Supplied text:
---------------
The corporation’s success story began with the new technological demands of the Great War. Soldiers, huddled in the muddy trenches of Europe, learned quickly that the pocket-watches they carried were totally unsuited to the battlefields. The timepieces fell out of pockets, were crushed by the next crawling soldier, and if the watches somehow weren’t smashed, they were hopelessly unreadable at night. Driven by military need, watch companies began putting watches on straps, which could be safely buckled on, and began looking for a way to make watch faces glow in the dark.
Luckily, German scientists had developed a “self-luminous” paint some years before the war. This paint glowed due to a rather neat little cascade of chemical interactions: if radium salts were mixed with a zinc compound, particles emitted by the radium caused the zinc atoms to vibrate. The vibration created a buzz of energy, visible as a faint shiver of light. This pale greenish glow was easily outshone by daylight, but in the dark, it was just luminous enough to make an instrument readable without making it easily detectable by a watching enemy.
After American troops joined the war in Europe, the factory in Orange, New Jersey won a contract to supply radium-dial instruments to the military. By the time the war ended, wristwatches with their glowing dials and handy wristbands were all the style. So were luminous-faced clocks, nicely dressed up in gold and ebony for elegant homes. The corporation’s business was as healthy as ever, as healthy, you might say, as radium itself.
There was not a thought worth mentioning that radium might not really be the golden child of the elements.
At the factory, the dial painters were taught to shape their brushes to a fine point with their lips, producing the sharp tip needed to paint the tiny numbers and lines of watch dials, the lacy designs of fashionable clocks. Each worker was expected to paint 250 dials a day, five and a half days a week. They earned about $20 a week for that work, at a rate of one and a half cents per completed dial.
---------------
Supplied records:
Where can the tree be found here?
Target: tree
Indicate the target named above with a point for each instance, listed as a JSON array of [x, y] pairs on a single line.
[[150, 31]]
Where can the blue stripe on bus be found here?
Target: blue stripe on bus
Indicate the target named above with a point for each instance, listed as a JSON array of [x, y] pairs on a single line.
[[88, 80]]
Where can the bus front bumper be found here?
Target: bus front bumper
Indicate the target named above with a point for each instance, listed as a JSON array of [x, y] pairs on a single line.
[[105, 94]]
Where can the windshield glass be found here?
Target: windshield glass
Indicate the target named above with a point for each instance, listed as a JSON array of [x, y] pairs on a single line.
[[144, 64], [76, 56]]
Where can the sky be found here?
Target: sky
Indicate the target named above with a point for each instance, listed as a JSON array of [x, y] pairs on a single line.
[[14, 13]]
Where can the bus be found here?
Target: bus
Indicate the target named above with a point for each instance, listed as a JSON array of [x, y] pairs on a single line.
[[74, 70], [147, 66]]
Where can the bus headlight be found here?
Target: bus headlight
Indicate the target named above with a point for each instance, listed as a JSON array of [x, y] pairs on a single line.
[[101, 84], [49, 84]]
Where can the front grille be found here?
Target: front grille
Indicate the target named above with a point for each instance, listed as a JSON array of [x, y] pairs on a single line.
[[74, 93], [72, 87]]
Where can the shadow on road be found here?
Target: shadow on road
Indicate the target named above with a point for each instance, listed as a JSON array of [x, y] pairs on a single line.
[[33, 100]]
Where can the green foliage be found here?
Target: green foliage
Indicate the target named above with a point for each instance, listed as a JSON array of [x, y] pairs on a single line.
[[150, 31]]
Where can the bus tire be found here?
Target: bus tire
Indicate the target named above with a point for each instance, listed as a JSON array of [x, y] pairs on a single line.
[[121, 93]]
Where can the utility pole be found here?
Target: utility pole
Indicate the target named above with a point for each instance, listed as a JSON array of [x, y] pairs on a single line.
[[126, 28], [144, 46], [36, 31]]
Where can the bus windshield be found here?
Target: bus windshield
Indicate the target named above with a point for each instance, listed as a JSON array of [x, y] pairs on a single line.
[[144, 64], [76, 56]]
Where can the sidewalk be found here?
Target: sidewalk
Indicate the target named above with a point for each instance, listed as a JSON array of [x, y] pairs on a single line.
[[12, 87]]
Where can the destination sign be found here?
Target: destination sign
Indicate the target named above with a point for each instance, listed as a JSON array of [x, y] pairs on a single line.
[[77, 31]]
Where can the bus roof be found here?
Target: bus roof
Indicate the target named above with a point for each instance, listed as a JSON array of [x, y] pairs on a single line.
---------------
Exercise objective:
Return the radium-dial text from "Luckily, German scientists" down to "a watching enemy.", copied word for word. The data comes from a different source than the text on radium-dial watches.

Answer below:
Luckily, German scientists had developed a “self-luminous” paint some years before the war. This paint glowed due to a rather neat little cascade of chemical interactions: if radium salts were mixed with a zinc compound, particles emitted by the radium caused the zinc atoms to vibrate. The vibration created a buzz of energy, visible as a faint shiver of light. This pale greenish glow was easily outshone by daylight, but in the dark, it was just luminous enough to make an instrument readable without making it easily detectable by a watching enemy.